Saturday night I had a dream about being stuck in an old house. I couldn’t find my way out and in that old house, I ran across a white bulldog with big bright blue eyes. He knew the way out and he was helping me. We never quite made it out but we were headed the right way. When I woke up, I was straight up in bed. I KNEW that bulldog.

He’d been the deacon at my parish when I was a kid and when I battled my religion teacher all of freshman year of high school, he went down to the school twice to try sort things out. I happened to see him leaving the second time. The assistant principal saw me looking out the windows as he walked to his car and pulled me into her office.

“That’s the second time Deacon Barton has been here on your behalf,” she told me. “He didn’t want you to know so you’re going to forget you saw him just now. But let me tell you something young lady, you should know you have a real bulldog in your corner. You’re incredibly blessed to have him.”

Those words were ringing in my ears Sunday morning when I woke up and I hardly needed them. I’d know those eyes anywhere. Deacon Barton spent a lot of time with my dad when he was dying and he watched out for me long after that. The man lit up every single time he saw me like no one else ever has before or since. I’ve missed that but I felt like he was there with me, in my corner, as I headed into this week I was so afraid of facing.

Monday was a crazy day complete with a desk-clearing, pen-throwing temper tantrum at work. When I saw Deacon Ron that evening, he asked me what I needed from God this week. Problem number one: I don’t like to ask God for anything. Problem number two: Where to even start?! That’s a mighty long list.

“I need quiet. There’s been too much going on for too damn long. Friday is going to suck and I don’t even know what I need.” Well after awhile, I could admit I needed peace, reassurance and hope, all of which might possibly lead to that dreaded T word: Trust.

Tuesday morning, I got to work and the phones didn’t work. All day. No phones. This is our quiet season in the office so unless someone calls in with an insurance crisis, there’s not much going on. No phones equals no crises. Made for a very quiet day. God wouldn’t take out the phones right? Ummm…I’d swear I heard him laugh when that question ran through my head.

I get out of work at noon on Wednesday and Deacon Ron had strongly advised me to go to the beach for awhile. I was more than happy to go crash out for a couple hours. Mid-week, there were only about a half dozen people there. I got settled in and my favorite seagull, Hitchcock, appeared to keep me company. Then the flies came. They attacked the couple closest to me and drove them off the beach. There were at least fifteen flies on my blanket and they landed on me but I didn’t get a single bite. Usually I get attacked and have so many bites I need to go home to guzzle Benadryl. Not one bite this time. Now while I was marveling at the fact that the evil little critters weren’t biting me, a huge black cloud rolled in and the wind kicked up. That cleared everyone else off the beach. It rained about a dozen big drops and blew away, leaving me and the lifeguards to enjoy a gorgeous afternoon on an otherwise empty beach. Did God just clear out the beach for me? He wouldn’t do that…would he?

(Object point labels)
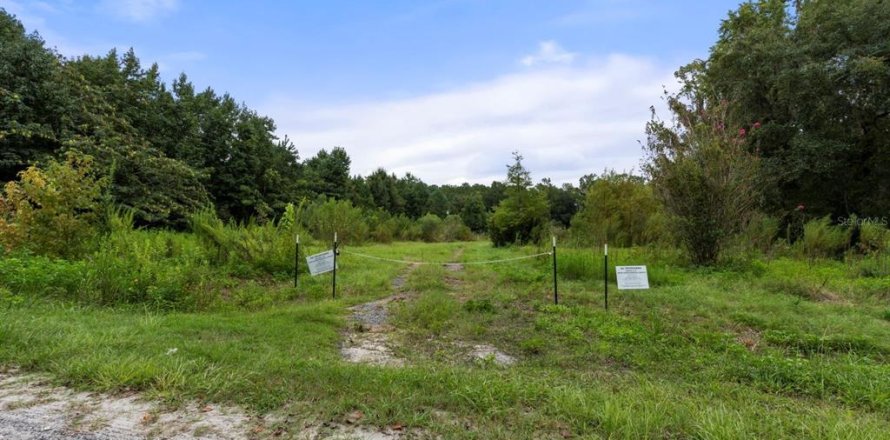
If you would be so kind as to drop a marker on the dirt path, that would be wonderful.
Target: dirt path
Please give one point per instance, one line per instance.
(30, 408)
(367, 340)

- TASK 1 -
In the post, what is the name of the seagull that keeps the writer company at the beach?
- TASK 2 -
According to the post, why was Tuesday at the office so quiet?
- TASK 3 -
Retype the stretch of the post from "Those words were" through "afraid of facing.".

- EXERCISE SOLUTION 1 -
Hitchcock.

- EXERCISE SOLUTION 2 -
The phones did not work all day. Because it is the office's quiet season, little happens unless someone calls in with an insurance crisis, and with no phones there were no crises.

- EXERCISE SOLUTION 3 -
Those words were ringing in my ears Sunday morning when I woke up and I hardly needed them. I’d know those eyes anywhere. Deacon Barton spent a lot of time with my dad when he was dying and he watched out for me long after that. The man lit up every single time he saw me like no one else ever has before or since. I’ve missed that but I felt like he was there with me, in my corner, as I headed into this week I was so afraid of facing.